• Prompt: Please tally how many lines of the material below include the word "negative", giving only the number.

• Data shown:
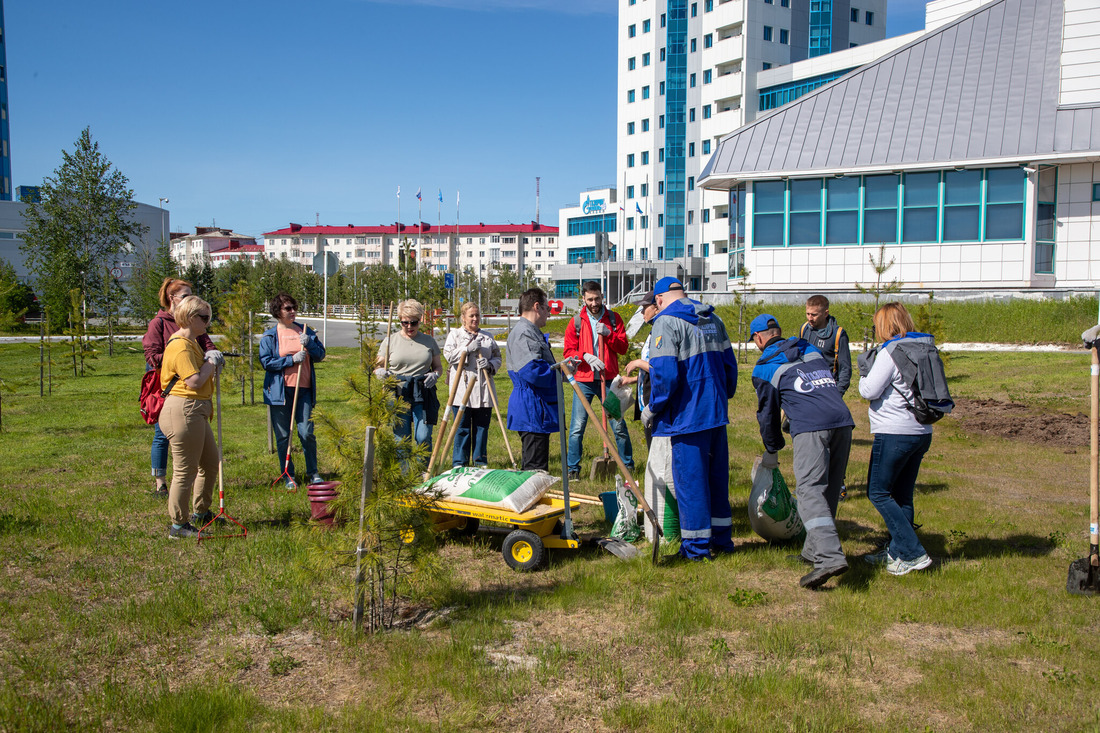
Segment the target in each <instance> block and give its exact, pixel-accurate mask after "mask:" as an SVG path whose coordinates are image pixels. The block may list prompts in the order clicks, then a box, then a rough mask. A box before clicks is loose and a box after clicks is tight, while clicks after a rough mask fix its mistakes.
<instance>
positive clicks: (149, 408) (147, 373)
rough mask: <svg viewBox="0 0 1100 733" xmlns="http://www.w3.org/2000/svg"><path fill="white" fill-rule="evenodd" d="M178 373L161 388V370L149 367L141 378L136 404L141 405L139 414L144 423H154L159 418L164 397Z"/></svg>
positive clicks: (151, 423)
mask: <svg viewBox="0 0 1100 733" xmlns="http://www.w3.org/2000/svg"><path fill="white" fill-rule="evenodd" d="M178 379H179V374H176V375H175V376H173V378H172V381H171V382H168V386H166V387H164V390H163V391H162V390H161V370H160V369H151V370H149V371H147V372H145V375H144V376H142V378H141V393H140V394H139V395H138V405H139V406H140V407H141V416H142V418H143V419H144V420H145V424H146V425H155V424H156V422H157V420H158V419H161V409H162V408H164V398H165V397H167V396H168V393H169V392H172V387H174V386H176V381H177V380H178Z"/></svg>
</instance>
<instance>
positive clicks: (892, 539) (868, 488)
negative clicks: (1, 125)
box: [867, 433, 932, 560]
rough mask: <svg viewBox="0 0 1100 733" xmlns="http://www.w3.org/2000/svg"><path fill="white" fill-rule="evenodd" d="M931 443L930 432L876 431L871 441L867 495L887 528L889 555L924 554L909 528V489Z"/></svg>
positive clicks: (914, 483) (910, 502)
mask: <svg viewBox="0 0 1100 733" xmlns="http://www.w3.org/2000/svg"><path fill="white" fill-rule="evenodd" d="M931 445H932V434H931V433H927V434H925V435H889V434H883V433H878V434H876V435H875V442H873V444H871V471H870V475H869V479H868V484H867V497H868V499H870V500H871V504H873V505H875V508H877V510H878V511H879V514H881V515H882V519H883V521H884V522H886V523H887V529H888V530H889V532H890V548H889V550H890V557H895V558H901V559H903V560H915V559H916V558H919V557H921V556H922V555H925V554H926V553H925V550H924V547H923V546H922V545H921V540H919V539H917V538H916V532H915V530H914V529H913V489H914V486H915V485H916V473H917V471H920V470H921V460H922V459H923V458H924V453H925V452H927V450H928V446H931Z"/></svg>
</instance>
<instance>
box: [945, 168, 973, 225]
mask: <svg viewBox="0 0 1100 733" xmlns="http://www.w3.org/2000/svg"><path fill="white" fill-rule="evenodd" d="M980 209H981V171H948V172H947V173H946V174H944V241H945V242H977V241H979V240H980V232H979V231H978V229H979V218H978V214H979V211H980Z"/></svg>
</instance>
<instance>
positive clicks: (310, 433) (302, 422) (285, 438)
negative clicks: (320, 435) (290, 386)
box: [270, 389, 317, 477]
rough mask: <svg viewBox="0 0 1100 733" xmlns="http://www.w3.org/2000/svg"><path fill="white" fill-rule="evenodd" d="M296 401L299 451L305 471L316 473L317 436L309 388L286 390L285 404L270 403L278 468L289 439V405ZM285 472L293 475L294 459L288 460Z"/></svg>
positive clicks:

• Written solution: 2